■ WORK TO COMPLETE:
Extract each line of the material below that contains the string "grass". Case is significant.

=======

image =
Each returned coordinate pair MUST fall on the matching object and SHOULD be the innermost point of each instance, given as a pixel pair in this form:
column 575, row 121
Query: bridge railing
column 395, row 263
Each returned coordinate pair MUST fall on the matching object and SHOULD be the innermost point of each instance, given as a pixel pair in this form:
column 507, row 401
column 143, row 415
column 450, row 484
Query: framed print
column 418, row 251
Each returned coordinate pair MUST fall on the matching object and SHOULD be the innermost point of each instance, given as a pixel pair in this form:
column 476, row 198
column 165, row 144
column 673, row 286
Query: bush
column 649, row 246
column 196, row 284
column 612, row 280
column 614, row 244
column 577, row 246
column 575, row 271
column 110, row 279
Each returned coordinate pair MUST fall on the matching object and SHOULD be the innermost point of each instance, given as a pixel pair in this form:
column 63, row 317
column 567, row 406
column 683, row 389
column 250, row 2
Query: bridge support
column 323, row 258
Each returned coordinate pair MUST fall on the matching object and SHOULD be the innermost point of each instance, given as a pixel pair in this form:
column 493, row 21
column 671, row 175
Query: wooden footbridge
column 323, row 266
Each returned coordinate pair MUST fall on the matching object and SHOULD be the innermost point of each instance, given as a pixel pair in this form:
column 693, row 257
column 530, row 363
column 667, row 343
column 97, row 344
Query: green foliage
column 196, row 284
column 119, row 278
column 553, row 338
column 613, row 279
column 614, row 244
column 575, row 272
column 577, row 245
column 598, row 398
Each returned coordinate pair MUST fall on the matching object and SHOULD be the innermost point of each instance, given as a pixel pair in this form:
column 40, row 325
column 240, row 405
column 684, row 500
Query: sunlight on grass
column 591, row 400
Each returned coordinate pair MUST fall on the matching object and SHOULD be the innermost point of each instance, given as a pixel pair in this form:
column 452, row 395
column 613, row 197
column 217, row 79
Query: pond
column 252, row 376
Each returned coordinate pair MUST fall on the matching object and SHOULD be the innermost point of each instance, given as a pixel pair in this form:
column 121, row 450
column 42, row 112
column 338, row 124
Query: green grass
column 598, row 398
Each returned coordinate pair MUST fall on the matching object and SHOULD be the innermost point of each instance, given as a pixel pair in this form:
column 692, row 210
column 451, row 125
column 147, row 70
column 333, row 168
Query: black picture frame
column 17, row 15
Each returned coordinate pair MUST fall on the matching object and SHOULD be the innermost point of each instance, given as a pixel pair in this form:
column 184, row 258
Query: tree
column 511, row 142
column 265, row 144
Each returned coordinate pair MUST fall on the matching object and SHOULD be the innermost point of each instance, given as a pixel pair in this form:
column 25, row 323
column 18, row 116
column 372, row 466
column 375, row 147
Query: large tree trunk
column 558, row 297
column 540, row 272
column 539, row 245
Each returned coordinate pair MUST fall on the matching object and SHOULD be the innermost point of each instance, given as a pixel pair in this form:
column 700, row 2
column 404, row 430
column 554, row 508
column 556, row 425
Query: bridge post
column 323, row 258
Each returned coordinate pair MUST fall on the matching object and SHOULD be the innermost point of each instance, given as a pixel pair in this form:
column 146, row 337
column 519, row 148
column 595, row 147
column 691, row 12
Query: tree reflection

=======

■ EXERCISE SOLUTION:
Query: sunlight on grass
Query: green grass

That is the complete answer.